● Fragment dokumentu:
Prezydent Duda: „Chcesz pokoju, szykuj się do wojny.” Dzisiaj wygłosi orędzie

Prezydent Andrzej Duda. Foto: PAP
Prezydent Andrzej Duda. Foto: PAP
REKLAMA

Prezydent Andrzej Duda, rozpoczynając środowe posiedzenie RBN, mówił, że jego tematem będzie sytuacja na Ukrainie, a także sytuacja Polski wobec rosyjskiej agresji na naszego sąsiada, Ukrainę. Sytuacja bezpieczeństwa RP jak również działania, które są w tym zakresie podejmowane – dodał.

W środę po południu rozpoczęło się posiedzenie zwołanej przez prezydenta Andrzeja Dudę Rady Bezpieczeństwa Narodowego.

Prezydent podkreślił na rozpoczęciu spotkania, że będzie ono dotyczyło sytuacji na Ukrainie, a także sytuacji Polski wobec rosyjskiej agresji na Ukrainę.

REKLAMA

„Sytuacja bezpieczeństwa Rzeczypospolitej jak również działania, które są w tym zakresie podejmowane przez polityków pełniących dzisiaj najważniejsze funkcje państwowe, przez przedstawicieli Wojska Polskiego – generałów, oficerów, naszych ambasadorów; wszystkie działania, które podejmujemy w przestrzeni także i międzynarodowej po to, aby w jak największym stopniu zapewnić bezpieczeństwo Rzeczypospolitej, a z drugiej strony, wesprzeć Ukrainę, pomóc naszym sąsiadom wobec których stało się to czego niestety najbardziej się obawialiśmy” – mówił Duda.

„Po Gruzji w 2008 roku przyszedł w 2014 r. czas na Ukrainę, rosyjski atak na Ukrainę; okupacja Krymu, Doniecka, Ługańska, a w tej chwili pełnoskalowa de facto operacja wojskowa, napaść brutalna na Ukrainę. W tej chwili już połączona z bestialskimi atakami na osiedla mieszkalne” – dodał prezydent.

Podał też ostatnie dane, z których wynika, że zabitych na Ukrainie zostało dotąd 2 tys. cywilów.

Andrzej Duda zwrócił też uwagę, że w Polsce jest już ponad 10 tys. żołnierzy amerykańskich.

„Ale oczywiście musimy także dbać o naszych żołnierzy. Przede wszystkim musimy wzmacniać naszą armię. Musimy zakupić dla naszych żołnierzy najnowocześniejsze uzbrojenie tak żeby jak najlepiej mogli wykonać swoje zadanie obrony ojczyzny, gdyby przyszła taka konieczność” – powiedział prezydent.

Przywołał przy tym powiedzenie: „Chcesz pokoju, szykuj się do wojny”.

Rekordy wskazywania nazwanych obiektów:
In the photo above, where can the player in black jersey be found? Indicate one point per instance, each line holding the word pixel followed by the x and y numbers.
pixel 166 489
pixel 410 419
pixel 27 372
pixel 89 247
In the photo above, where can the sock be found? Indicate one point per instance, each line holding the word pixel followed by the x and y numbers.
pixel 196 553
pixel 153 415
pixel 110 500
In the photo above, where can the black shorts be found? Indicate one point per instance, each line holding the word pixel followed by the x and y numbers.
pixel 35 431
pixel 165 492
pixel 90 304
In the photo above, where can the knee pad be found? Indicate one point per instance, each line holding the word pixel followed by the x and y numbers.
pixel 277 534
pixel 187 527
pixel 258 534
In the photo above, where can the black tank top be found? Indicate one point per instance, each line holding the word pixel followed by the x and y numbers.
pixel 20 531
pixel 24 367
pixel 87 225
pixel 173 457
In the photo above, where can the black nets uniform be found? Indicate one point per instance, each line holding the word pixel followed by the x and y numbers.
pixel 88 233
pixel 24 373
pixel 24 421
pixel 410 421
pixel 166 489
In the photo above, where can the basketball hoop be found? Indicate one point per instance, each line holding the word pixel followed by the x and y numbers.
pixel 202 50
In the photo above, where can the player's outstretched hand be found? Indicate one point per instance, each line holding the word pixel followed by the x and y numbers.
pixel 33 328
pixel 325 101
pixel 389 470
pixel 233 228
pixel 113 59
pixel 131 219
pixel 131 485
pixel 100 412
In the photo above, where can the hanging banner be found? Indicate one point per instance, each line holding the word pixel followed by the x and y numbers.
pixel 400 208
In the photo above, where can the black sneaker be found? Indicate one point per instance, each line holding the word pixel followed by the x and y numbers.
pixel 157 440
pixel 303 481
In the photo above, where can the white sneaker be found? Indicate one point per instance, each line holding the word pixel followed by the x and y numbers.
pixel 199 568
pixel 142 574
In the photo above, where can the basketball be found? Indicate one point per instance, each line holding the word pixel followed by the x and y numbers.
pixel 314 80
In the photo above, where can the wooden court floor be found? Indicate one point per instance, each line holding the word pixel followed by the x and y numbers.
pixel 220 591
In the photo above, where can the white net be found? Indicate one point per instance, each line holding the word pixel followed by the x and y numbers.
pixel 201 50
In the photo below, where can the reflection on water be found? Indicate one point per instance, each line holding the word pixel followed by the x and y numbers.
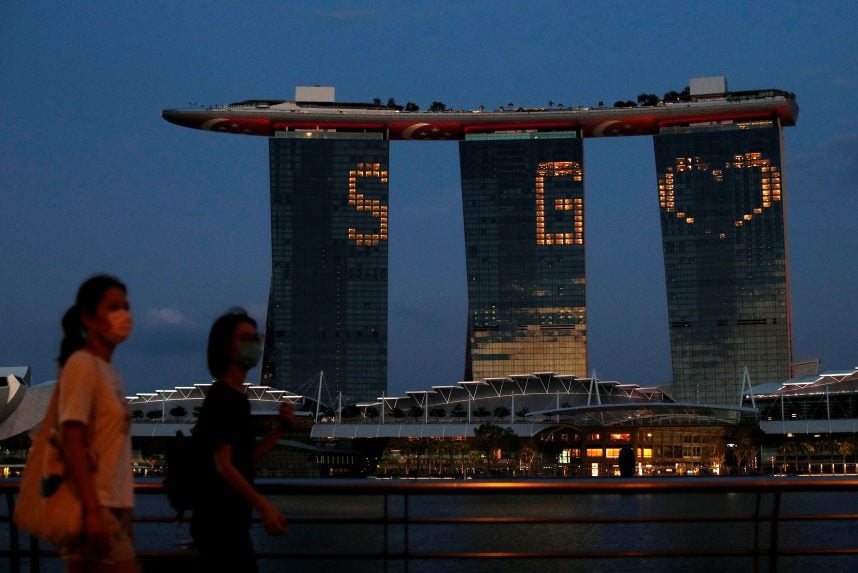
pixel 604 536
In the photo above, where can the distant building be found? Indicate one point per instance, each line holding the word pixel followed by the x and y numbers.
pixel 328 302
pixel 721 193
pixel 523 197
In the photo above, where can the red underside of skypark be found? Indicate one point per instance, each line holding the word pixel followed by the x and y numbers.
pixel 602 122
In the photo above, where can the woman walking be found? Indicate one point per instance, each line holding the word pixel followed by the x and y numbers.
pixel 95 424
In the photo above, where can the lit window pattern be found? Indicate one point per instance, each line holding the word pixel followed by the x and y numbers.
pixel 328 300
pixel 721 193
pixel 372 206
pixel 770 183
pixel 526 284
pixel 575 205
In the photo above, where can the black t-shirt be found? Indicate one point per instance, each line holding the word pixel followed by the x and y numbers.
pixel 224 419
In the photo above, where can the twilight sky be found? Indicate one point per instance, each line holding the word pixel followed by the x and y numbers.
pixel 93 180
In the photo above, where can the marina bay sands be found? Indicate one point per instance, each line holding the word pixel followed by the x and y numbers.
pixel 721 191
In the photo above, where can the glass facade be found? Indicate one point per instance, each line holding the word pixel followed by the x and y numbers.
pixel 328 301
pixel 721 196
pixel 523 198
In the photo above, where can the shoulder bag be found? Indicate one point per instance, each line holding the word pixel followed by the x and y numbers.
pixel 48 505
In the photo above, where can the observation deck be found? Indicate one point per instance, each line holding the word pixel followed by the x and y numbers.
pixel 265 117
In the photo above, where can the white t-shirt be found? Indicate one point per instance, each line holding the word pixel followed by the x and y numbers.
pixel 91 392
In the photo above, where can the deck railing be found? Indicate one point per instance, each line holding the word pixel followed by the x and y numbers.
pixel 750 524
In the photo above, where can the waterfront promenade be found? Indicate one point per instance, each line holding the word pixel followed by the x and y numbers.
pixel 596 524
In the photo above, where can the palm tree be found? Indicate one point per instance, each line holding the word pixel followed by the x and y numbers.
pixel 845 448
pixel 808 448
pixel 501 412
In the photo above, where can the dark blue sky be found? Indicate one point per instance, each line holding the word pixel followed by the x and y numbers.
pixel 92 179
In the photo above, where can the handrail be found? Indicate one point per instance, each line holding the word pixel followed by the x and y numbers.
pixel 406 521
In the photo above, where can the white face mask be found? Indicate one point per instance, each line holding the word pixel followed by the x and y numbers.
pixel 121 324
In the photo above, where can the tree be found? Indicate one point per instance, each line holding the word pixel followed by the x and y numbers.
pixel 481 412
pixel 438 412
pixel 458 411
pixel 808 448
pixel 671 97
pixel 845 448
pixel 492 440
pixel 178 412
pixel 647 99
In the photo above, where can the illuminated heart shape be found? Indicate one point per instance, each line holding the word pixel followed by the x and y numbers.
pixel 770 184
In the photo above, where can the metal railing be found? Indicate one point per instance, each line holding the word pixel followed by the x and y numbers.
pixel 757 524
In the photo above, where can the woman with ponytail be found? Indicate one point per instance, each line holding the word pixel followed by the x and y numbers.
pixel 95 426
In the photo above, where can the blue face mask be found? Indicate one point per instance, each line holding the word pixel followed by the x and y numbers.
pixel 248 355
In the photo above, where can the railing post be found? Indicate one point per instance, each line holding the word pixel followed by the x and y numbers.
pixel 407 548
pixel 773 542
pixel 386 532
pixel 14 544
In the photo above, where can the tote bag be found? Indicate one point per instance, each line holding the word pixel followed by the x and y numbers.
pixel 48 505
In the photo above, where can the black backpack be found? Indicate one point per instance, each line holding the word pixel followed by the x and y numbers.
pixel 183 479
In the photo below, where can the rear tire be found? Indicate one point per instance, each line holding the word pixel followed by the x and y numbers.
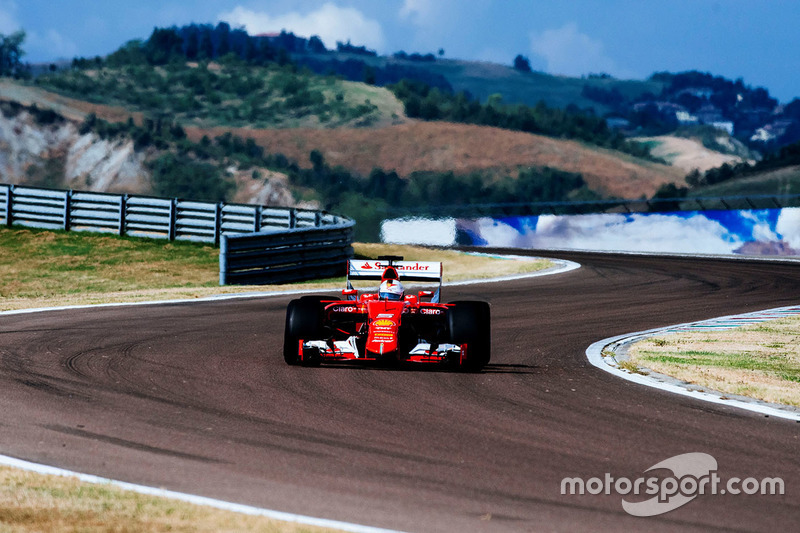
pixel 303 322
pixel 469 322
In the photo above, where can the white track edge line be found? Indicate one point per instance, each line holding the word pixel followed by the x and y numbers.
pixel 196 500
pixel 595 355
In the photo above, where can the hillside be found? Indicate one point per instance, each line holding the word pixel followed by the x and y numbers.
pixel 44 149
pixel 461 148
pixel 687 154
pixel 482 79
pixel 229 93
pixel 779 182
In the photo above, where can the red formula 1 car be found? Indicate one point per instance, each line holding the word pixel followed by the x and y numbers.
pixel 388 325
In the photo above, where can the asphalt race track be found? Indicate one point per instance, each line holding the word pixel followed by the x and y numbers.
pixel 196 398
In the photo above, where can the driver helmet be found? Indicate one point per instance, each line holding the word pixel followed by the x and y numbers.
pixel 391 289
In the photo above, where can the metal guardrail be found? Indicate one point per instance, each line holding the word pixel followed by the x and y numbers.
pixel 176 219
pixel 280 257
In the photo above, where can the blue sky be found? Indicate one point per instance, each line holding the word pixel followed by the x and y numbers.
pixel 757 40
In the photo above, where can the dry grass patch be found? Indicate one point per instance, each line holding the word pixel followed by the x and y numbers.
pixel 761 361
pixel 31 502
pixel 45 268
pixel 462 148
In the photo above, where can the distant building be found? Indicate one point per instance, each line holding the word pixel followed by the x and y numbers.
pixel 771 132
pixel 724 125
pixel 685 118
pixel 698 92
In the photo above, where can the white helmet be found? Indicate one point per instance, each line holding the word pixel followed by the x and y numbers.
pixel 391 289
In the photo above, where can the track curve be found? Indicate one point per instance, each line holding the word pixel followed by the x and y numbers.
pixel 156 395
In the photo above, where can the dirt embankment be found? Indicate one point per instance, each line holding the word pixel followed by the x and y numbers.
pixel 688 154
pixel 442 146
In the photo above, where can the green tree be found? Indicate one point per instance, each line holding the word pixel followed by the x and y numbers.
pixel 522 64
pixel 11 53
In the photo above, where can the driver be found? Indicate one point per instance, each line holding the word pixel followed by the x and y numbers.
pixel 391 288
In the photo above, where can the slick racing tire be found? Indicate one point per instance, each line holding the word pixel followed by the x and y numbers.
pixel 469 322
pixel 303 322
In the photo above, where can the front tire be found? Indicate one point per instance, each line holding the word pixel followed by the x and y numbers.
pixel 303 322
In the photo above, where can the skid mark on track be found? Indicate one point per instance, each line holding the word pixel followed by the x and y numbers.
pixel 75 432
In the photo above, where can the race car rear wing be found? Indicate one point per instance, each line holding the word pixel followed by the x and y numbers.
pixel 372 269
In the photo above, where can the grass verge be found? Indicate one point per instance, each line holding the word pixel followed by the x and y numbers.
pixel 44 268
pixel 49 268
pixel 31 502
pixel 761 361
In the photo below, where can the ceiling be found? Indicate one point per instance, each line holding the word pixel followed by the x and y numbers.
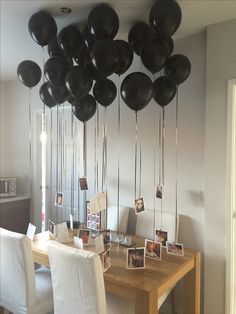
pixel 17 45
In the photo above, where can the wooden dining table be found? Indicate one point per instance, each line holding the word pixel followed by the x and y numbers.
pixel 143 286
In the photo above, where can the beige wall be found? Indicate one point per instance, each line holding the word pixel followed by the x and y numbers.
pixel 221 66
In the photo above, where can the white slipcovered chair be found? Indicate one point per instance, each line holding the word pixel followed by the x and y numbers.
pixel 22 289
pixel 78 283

● Zadania do rozwiązania:
a. Odpowiedz na pytania do tekstu o posiedzeniu Rady Bezpieczeństwa Narodowego:
(i) W jaki dzień tygodnia i o jakiej porze dnia rozpoczęło się posiedzenie?
(ii) Ilu cywilów zginęło dotąd na Ukrainie według danych podanych przez prezydenta?
(iii) Ilu żołnierzy amerykańskich jest już w Polsce?
b. Jak brzmi po angielsku zdanie z tekstu o posiedzeniu Rady Bezpieczeństwa Narodowego: „Musimy zakupić dla naszych żołnierzy najnowocześniejsze uzbrojenie tak żeby jak najlepiej mogli wykonać swoje zadanie obrony ojczyzny, gdyby przyszła taka konieczność.”?
c. Pisz dalej tekst o posiedzeniu Rady Bezpieczeństwa Narodowego, zaczynając po jego ostatnim zdaniu.

● Odpowiedzi do zadań:
a.
(i) W środę po południu.
(ii) 2 tys. cywilów.
(iii) Ponad 10 tys.

b. We must purchase the most modern weaponry for our soldiers so that they can carry out their task of defending the homeland as well as possible, should the need arise.

c.
„Ja chcę pokoju zdecydowanie, a wojnę mamy za granicą. W związku z czym szykujmy się tak, jakby miała nastąpić u nas, bo jest to potrzebne. Bo wierzę głęboko, że nie będziemy jej mieli i dzięki temu zachowamy spokojne życie dla przyszłych pokoleń. To jest w tej chwili sprawa zupełnie fundamentalna” – mówił Duda.

Prezydent zaapelował też do przedstawicieli sił politycznych o „bezwzględną jedność”.

„Dlatego, że możemy spodziewać się również i na nas różnego rodzaju ataków, przede wszystkim w tej chwili propagandowych, będą i są już używane różne sposoby, żeby nas zdeprecjonować, żeby nas skłócić, żeby wzbudzić niepokój w naszym społeczeństwie, sądzę, że będzie się to intensyfikowało w ciągu najbliższych dni” – powiedział prezydent.

„Dlatego poprosiłem państwa o spotkanie, żeby zaapelować do całej sceny politycznej o jedność przede wszystkim w tych sprawach najważniejszych, żebyśmy uniknęli w tej chwili politycznych sporów, żeby też ludzie w naszym kraju wiedzieli, że jest pełna odpowiedzialność na scenie politycznej, że wszyscy doskonale rozumieją powagę sytuacji” – mówił Duda.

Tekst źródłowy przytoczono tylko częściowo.